• WHAT YOU HAVE TO DO
What is needed here is an exact transcription of all the entries.

===== RAW DATA

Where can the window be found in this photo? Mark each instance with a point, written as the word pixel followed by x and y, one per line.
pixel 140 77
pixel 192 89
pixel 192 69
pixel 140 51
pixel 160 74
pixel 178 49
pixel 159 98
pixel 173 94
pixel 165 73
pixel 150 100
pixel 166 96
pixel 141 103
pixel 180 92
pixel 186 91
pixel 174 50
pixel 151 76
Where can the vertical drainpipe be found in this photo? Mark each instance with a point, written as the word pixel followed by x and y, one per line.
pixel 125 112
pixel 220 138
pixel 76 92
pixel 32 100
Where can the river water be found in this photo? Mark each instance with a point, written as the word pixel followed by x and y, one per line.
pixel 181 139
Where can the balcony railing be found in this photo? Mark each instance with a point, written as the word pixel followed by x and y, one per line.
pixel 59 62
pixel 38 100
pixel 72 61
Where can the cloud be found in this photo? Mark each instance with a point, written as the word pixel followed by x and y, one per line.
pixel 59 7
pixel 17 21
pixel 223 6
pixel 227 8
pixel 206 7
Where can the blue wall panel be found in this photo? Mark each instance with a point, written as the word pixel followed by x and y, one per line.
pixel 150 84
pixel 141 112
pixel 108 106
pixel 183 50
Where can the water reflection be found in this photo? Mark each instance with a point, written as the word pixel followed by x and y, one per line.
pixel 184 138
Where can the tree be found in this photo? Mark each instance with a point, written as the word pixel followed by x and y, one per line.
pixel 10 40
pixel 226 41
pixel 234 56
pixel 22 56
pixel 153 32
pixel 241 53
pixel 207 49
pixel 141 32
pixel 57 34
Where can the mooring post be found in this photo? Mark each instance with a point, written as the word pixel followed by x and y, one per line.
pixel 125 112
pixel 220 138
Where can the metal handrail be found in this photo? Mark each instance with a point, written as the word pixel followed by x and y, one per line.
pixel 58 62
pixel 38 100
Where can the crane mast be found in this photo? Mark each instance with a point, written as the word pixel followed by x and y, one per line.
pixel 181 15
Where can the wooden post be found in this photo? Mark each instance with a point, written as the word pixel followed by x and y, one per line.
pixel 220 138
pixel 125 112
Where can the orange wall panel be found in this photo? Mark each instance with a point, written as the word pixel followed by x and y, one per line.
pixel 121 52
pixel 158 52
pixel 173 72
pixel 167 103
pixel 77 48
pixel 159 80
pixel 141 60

==========

• ANSWER SECTION
Where can the window be found in this photo? Mark each instance with a point, written as the word pixel followed by x and y, one per line.
pixel 140 77
pixel 192 89
pixel 192 69
pixel 140 51
pixel 160 74
pixel 178 49
pixel 159 98
pixel 173 94
pixel 165 73
pixel 150 100
pixel 166 96
pixel 141 103
pixel 180 92
pixel 186 91
pixel 174 50
pixel 151 76
Where can the vertical drainpipe be found in this photo? Mark each instance with a point, written as the word pixel followed by x and y, one per line.
pixel 125 112
pixel 220 138
pixel 76 92
pixel 32 100
Where can the river water be found in this photo? Mark each instance with a point, written as the word pixel followed by x and y, one per line.
pixel 181 139
Where can the balcony railing be found in this photo? Mark each instance with a point, written as the word pixel followed by x and y, one per line.
pixel 59 62
pixel 38 100
pixel 72 61
Where can the cloud be found in this photo? Mark each instance with a point, written as the word pixel followed by x and y, one per line.
pixel 59 7
pixel 17 21
pixel 223 6
pixel 227 8
pixel 206 7
Where can the blue wall panel be found in this photo? Mark each instance with a point, written as the word pixel followed by x and y, one per line.
pixel 150 84
pixel 141 112
pixel 108 106
pixel 183 50
Where can the water reflection be found in this photo? Mark each instance with a point, written as the word pixel followed by x and y, one per line.
pixel 184 138
Where can the tree be found in this photo? Mark each instance with a point, written as the word pixel followed by x and y, one per line.
pixel 10 40
pixel 226 41
pixel 234 56
pixel 22 56
pixel 153 32
pixel 241 53
pixel 207 49
pixel 141 32
pixel 57 34
Where can the mooring post be found in this photo? Mark each instance with a point, written as the word pixel followed by x and y, one per line.
pixel 125 112
pixel 220 138
Where can the metal handrail be found in this photo? Mark each instance with a point, written as the word pixel followed by x and y, one per line.
pixel 58 62
pixel 38 100
Where can the crane mast be found in this photo? Mark each instance with a point, written as the word pixel followed by x and y, one per line.
pixel 181 15
Where can the wooden post be found in this photo? Mark each instance with a point, written as the word pixel followed by x and y, one per line.
pixel 220 138
pixel 125 112
Where can the orange wall panel be found in this photo? Mark each instance with a point, written as the word pixel followed by x and y, one per line.
pixel 121 52
pixel 158 52
pixel 173 72
pixel 167 103
pixel 77 48
pixel 159 80
pixel 141 60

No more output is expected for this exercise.